In another embodiment of the above aspect, the operator mechanism
includes: at least one rack; and a rotatable element engaged with
the rack, wherein a rotation of the rotatable element moves the at
least one rack between a first position and a second position. In
another embodiment, the operator mechanism further includes a
take-up mechanism connecting the at least one rack to the elongate
member. In yet another embodiment, the take-up mechanism further
includes a spring-controlled linkage.
In another aspect, the technology relates to a lock having: a
housing; a pair of opposed locking hooks extending from the
housing, wherein the pair of opposed locking hooks each include a
contact face configured to contact a strike so as to pivot each of
the pair of opposed locking hooks into a locked position; and a
spring biasing each of the pair of opposed locking hooks into an
unlocked position. In an embodiment, the lock further includes: a
block pivotably connected to the housing, wherein the block is
configured to engage the pair of opposed locking hooks in the
locked position. In another embodiment, the pair of opposed locking
hooks each includes a detent for receiving at least a portion of
the block. In yet another embodiment, a release lever is configured
to pivot so as to move the block from an engaged position to a
disengaged position. In still another embodiment, a pivoting
movement of the release lever is controlled by an elongate element
extending into the housing from an exterior of the housing.
In another embodiment of the above aspect, a pivoting movement of
the release lever is controlled by a motor disposed within the
housing. In an embodiment, the lock further includes the motor.
In another aspect, the technology relates to a lock system having:
a casing; and an operator mechanism disposed in the casing; a first
housing disposed remote from the casing; a lock mechanism disposed
in the first housing; and a pair of first opposing hooks extending
from the first housing in both an unlocked position and a locked
position, wherein each of the pair of first opposing hooks each
includes a contact face configured to engage a strike so as to
pivot each of the pair of first opposing hooks from the unlocked
position to the locked position. In an embodiment, the lock system
further includes a block configured to releasably engage a detent
in each of the pair of first opposing hooks so as to secure the
pair of first opposing hooks in the locked position. In another
embodiment, the block is movable based on an actuation of the
operator mechanism. In yet another embodiment, the lock system
further includes a tension element, wherein the actuation of the
operator mechanism transfers movement to the block via the tension
element. In still another embodiment, the lock system further
includes a motor, wherein the actuation of the operator mechanism
sends a signal to the motor.

RECORD EXCERPTS:
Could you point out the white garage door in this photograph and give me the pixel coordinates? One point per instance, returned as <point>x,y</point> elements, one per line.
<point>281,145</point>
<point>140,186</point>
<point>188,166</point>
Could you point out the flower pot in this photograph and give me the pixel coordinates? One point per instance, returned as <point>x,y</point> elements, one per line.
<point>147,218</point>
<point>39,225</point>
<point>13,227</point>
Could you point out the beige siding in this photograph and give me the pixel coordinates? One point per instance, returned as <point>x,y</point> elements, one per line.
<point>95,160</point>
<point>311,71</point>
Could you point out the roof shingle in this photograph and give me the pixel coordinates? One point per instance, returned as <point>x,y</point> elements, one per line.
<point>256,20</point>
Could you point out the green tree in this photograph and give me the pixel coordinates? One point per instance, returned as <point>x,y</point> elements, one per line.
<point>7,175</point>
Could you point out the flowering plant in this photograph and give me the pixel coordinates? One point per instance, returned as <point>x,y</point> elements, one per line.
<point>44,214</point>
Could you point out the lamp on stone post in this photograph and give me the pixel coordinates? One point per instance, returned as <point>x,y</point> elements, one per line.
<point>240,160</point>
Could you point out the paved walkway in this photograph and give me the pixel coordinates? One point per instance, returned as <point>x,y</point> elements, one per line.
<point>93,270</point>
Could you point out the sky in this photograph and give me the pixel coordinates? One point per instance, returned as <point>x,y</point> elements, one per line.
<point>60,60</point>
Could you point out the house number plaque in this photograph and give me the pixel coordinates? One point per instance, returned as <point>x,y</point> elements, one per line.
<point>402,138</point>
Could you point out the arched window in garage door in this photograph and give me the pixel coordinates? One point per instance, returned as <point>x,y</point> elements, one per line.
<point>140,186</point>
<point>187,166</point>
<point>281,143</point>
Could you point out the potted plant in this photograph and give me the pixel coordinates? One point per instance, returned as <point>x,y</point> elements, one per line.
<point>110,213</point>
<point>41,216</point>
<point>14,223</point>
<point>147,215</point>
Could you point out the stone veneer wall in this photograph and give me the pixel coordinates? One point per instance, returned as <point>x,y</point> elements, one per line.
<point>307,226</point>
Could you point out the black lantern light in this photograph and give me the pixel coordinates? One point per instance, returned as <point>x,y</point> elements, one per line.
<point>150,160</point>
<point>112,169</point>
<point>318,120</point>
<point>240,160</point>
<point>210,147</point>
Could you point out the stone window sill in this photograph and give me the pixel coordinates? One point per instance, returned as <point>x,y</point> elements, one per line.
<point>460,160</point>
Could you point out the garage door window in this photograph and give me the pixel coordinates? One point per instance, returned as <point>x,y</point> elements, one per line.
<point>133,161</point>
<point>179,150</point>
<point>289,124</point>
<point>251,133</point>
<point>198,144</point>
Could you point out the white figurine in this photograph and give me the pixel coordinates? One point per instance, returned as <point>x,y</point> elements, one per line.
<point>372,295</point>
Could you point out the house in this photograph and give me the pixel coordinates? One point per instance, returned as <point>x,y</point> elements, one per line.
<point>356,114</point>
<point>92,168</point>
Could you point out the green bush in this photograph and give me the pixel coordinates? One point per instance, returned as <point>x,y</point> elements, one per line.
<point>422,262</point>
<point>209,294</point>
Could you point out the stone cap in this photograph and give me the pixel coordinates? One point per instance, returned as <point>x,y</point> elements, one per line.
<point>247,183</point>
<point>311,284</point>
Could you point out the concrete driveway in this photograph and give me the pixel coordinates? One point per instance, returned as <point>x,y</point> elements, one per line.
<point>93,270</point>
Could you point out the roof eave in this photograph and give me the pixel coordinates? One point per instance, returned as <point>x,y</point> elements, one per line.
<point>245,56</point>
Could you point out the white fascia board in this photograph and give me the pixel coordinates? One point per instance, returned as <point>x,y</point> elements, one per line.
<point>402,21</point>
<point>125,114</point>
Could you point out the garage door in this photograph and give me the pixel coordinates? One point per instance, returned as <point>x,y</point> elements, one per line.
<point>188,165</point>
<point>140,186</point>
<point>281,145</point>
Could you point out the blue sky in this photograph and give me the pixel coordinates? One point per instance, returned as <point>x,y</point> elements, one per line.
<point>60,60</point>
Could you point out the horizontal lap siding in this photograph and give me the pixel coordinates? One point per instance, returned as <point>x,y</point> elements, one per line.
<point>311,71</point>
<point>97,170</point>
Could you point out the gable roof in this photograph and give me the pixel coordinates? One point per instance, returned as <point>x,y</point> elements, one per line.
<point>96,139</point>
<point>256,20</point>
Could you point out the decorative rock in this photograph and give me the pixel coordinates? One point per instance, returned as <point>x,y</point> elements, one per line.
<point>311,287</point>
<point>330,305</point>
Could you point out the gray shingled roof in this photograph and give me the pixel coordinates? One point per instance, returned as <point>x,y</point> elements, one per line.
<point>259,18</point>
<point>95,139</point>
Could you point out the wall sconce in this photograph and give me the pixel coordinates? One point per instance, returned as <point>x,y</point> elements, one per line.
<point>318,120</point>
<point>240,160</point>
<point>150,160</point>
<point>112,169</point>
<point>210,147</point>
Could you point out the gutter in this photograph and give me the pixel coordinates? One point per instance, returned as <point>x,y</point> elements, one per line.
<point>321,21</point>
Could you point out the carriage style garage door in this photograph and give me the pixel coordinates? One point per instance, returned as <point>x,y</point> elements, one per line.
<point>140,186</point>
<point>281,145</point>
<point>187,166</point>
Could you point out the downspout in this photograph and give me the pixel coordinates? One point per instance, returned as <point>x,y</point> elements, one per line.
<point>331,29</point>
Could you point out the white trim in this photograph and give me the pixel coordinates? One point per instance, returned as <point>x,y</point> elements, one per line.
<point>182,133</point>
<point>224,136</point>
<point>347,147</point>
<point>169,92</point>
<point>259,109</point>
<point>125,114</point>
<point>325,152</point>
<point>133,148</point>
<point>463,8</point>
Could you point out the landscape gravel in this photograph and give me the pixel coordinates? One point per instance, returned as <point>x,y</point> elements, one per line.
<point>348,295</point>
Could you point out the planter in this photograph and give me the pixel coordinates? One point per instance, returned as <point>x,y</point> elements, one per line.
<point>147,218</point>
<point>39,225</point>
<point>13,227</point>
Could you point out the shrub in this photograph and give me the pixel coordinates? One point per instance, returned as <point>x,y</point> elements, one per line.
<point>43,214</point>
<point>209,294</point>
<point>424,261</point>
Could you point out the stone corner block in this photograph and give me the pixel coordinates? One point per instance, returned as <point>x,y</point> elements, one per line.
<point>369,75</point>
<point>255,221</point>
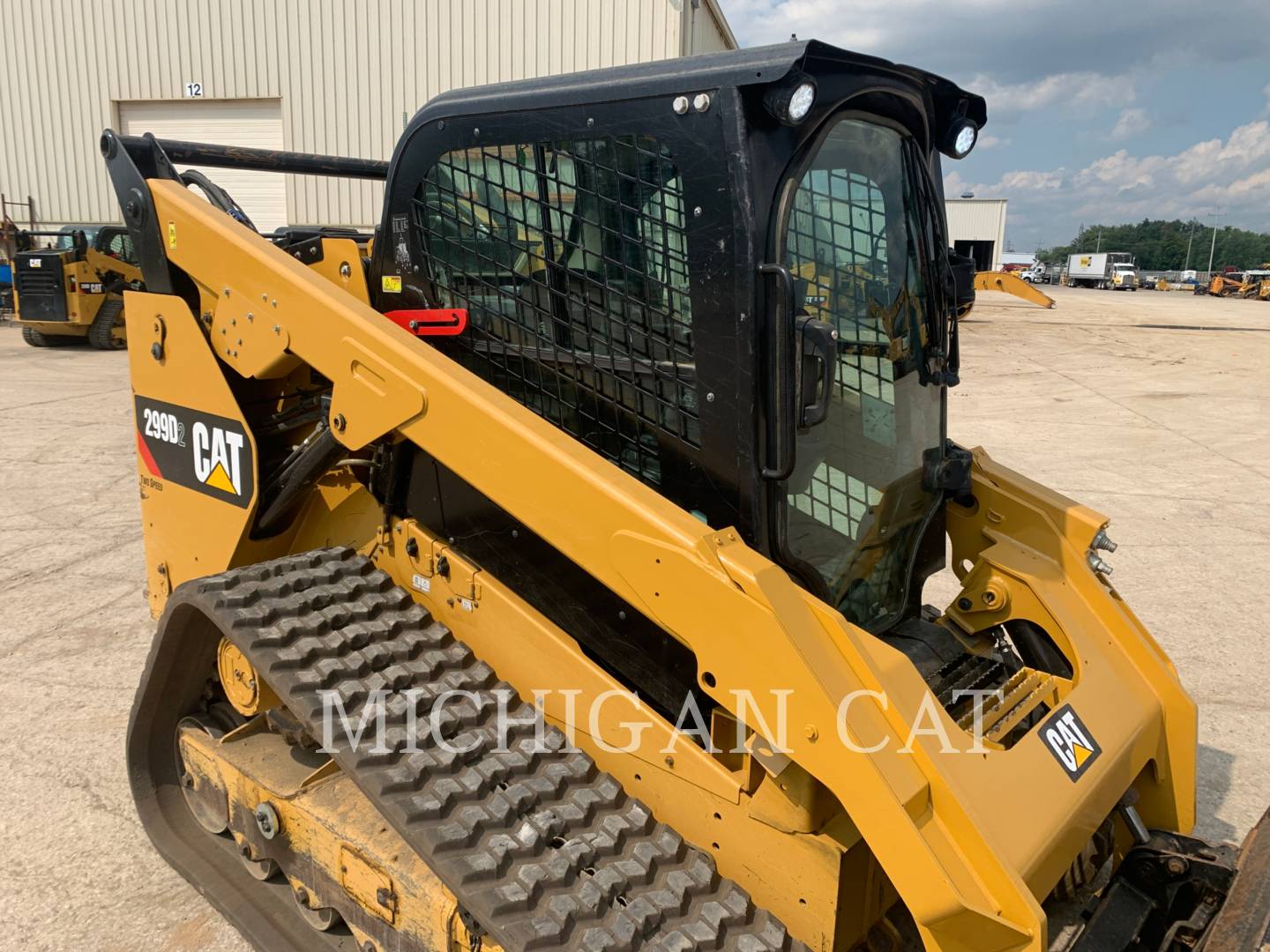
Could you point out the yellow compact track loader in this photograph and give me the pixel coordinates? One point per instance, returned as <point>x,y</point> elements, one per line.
...
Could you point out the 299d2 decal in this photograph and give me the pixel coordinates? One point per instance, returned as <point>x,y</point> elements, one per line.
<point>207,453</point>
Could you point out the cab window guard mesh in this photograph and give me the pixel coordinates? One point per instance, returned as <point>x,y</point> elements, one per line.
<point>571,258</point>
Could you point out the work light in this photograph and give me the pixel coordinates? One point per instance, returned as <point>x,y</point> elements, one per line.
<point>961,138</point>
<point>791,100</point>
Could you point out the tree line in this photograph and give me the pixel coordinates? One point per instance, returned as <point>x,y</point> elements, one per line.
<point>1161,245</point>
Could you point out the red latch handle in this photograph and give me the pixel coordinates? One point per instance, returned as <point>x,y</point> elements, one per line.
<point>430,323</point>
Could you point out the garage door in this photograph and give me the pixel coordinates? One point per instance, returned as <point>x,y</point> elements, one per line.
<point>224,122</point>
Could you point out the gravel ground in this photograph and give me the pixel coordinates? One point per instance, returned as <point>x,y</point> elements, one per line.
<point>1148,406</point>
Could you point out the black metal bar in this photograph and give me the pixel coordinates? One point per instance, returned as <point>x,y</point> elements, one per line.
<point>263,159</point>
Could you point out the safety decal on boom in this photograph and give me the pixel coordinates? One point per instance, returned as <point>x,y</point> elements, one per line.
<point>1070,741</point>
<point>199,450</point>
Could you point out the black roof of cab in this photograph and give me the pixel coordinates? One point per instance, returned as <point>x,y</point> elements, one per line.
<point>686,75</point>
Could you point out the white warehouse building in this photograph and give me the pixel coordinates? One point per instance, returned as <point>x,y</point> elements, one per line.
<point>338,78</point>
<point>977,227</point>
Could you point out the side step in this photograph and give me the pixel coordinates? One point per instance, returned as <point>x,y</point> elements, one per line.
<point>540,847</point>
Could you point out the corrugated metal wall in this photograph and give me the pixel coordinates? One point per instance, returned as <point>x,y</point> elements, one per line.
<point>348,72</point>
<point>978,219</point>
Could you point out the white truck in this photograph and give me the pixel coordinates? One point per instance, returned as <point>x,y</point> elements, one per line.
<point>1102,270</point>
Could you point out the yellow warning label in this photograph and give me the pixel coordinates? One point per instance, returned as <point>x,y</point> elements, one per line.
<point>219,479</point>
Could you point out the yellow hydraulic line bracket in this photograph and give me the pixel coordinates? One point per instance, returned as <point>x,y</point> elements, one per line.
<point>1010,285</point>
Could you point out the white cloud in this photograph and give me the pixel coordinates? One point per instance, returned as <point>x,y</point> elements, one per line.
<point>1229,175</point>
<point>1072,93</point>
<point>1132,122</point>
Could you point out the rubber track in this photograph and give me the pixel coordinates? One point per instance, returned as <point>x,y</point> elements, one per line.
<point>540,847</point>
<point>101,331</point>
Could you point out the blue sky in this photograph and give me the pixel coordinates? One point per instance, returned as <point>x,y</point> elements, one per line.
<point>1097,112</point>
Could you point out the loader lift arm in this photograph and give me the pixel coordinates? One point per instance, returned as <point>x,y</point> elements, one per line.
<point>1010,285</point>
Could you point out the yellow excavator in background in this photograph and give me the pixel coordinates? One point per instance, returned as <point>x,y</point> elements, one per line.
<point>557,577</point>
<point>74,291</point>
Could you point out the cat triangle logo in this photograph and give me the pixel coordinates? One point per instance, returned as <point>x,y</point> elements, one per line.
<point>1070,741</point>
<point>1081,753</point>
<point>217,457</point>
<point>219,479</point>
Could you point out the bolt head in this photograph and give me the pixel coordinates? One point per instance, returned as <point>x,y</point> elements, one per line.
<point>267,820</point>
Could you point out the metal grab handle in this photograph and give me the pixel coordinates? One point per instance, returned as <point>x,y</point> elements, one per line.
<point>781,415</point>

REQUIRED TASK 1:
Please copy the lock text word for word, everything from "In another embodiment of the above aspect, a" down to "includes the motor.".
REQUIRED TASK 2:
In the lock text, what biases each of the pair of opposed locking hooks into an unlocked position?
The entries are drawn from a separate source.

EXERCISE RESPONSE 1:
In another embodiment of the above aspect, a pivoting movement of
the release lever is controlled by a motor disposed within the
housing. In an embodiment, the lock further includes the motor.

EXERCISE RESPONSE 2:
A spring.